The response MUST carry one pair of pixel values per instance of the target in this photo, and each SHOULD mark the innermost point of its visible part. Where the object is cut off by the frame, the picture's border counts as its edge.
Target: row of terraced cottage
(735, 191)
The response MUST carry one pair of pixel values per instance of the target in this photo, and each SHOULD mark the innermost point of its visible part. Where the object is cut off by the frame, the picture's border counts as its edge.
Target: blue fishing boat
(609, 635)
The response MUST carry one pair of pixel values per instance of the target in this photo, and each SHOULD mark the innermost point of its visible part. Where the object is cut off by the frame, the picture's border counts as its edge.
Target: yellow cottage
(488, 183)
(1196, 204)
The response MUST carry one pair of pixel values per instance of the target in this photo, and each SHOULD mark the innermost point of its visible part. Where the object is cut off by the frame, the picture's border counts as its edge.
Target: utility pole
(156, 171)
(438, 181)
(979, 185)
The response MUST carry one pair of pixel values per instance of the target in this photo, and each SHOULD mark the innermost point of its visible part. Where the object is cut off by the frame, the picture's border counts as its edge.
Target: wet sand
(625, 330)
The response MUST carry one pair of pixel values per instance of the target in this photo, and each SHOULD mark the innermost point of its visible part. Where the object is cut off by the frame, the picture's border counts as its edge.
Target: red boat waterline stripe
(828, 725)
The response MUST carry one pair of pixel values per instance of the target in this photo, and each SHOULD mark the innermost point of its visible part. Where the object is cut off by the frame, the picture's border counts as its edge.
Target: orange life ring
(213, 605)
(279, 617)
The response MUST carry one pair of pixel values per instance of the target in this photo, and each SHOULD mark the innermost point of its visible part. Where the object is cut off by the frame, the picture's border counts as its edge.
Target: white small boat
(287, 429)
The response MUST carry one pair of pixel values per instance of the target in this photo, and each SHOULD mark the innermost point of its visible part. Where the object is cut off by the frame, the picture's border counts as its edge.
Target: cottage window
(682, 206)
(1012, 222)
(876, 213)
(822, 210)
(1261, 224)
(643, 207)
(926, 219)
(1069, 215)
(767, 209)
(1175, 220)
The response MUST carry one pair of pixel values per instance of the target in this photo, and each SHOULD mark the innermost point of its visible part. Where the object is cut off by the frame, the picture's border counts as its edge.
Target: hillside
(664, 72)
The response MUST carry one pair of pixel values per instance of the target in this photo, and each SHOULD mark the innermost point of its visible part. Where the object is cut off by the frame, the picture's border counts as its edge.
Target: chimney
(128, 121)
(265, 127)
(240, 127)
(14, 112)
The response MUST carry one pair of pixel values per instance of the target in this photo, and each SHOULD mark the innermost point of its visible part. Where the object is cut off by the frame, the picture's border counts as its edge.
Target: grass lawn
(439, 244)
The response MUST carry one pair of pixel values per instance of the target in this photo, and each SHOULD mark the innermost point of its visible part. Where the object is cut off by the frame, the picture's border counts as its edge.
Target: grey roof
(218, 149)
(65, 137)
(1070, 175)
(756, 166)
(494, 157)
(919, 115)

> What the exercise asks
Every record shown above should be written out again exactly.

> Answer box
The response MUST carry one pair of pixel values per instance of the target in this photo, and each SHOULD mark the innermost point of its visible part. Where the object is cut off by the frame, the picture's border counts as its edge.
Target: row of terraced cottage
(735, 191)
The response MUST carry one pair of pixel values per instance of the target in this photo, and each SHOULD mark the innermost point of its visible part. Where the object is cut off by the frame, the picture's border counts as its edge.
Target: blue fishing boat
(609, 635)
The response MUST carry one pair of pixel values per instance of the target in this photo, and each SHOULD mark the innermost point of its visible part. Where the object is cut off by the frame, the picture's border counts as its edge.
Target: yellow cottage
(488, 183)
(1196, 204)
The response MUST carry one pair of pixel values per instance of the target in this photo, and each SHOULD mark the innermost point of its visible part. Where the object is cut off by the frame, the picture's border counts as its edge.
Target: utility pole
(156, 171)
(438, 181)
(979, 185)
The response MUST carry one pair of pixel values per instance of the target in this photo, and each SHOULD mark the innermost point of its visible part. Where the object is cut off by the frame, the picture's border counts as its edge.
Target: wet sand
(625, 330)
The response MUST carry one pair of pixel values per instance of the target in this photo, and each SHOULD mark the innermost point of its visible part. Where the object is cut off by the frame, the picture's border counts as its edge.
Target: red boat waterline stripe
(828, 725)
The response MUST carry one pair of pixel values per instance of the target in this photo, and each SHOULD mark the innermost point of its visible part. Where the object is cut off by the frame, the picture's border counts as its edge.
Target: orange life ring
(213, 605)
(279, 617)
The response MUST carry one pair of pixel values per instance of the target in this photo, and each SHOULD mark the innermost point of its visible part. Where the object is cut off by the frame, the picture's border counts as its edge.
Target: white small boat
(287, 429)
The response MUST carry one pair of pixel values per instance of the target in this photo, and each SHOULD mark the innermost point of its visible part. Where the object is cut off by the frame, the picture's border counts as its edge.
Target: cottage window
(682, 206)
(1012, 222)
(876, 213)
(822, 210)
(1261, 224)
(643, 207)
(926, 219)
(1069, 215)
(767, 209)
(1175, 220)
The response MUST carry one pair of pixel values per instance of the target in this photo, and each SHOULD mark the innermost point of its visible part. Where the object is cut off by the frame, the picture's border counts as its edge.
Target: hillside
(664, 72)
The response MUST carry one pair of pixel values per instance of the target in this photo, and each SHOULD mark the innermost point of its visible part. Where the object is cut off by the frame, the picture's border counts as its edge.
Target: chimney
(128, 121)
(265, 127)
(240, 127)
(14, 112)
The response MUST carry one pair of pixel values per instance of the target in this photo, and each SHOULD mark the innermost point of its visible part. Where the object is cut off by the frame, the picture's border counts as its edge.
Target: grass lawn
(439, 244)
The response MUST carry one pair of pixel values per instance of the target in this photo, and each SHOULD mark the innermost point of its visible part. Where the object is cut off by the frame, the picture's border counts as its edge.
Target: grey roof
(218, 149)
(65, 137)
(1070, 175)
(756, 166)
(494, 157)
(919, 115)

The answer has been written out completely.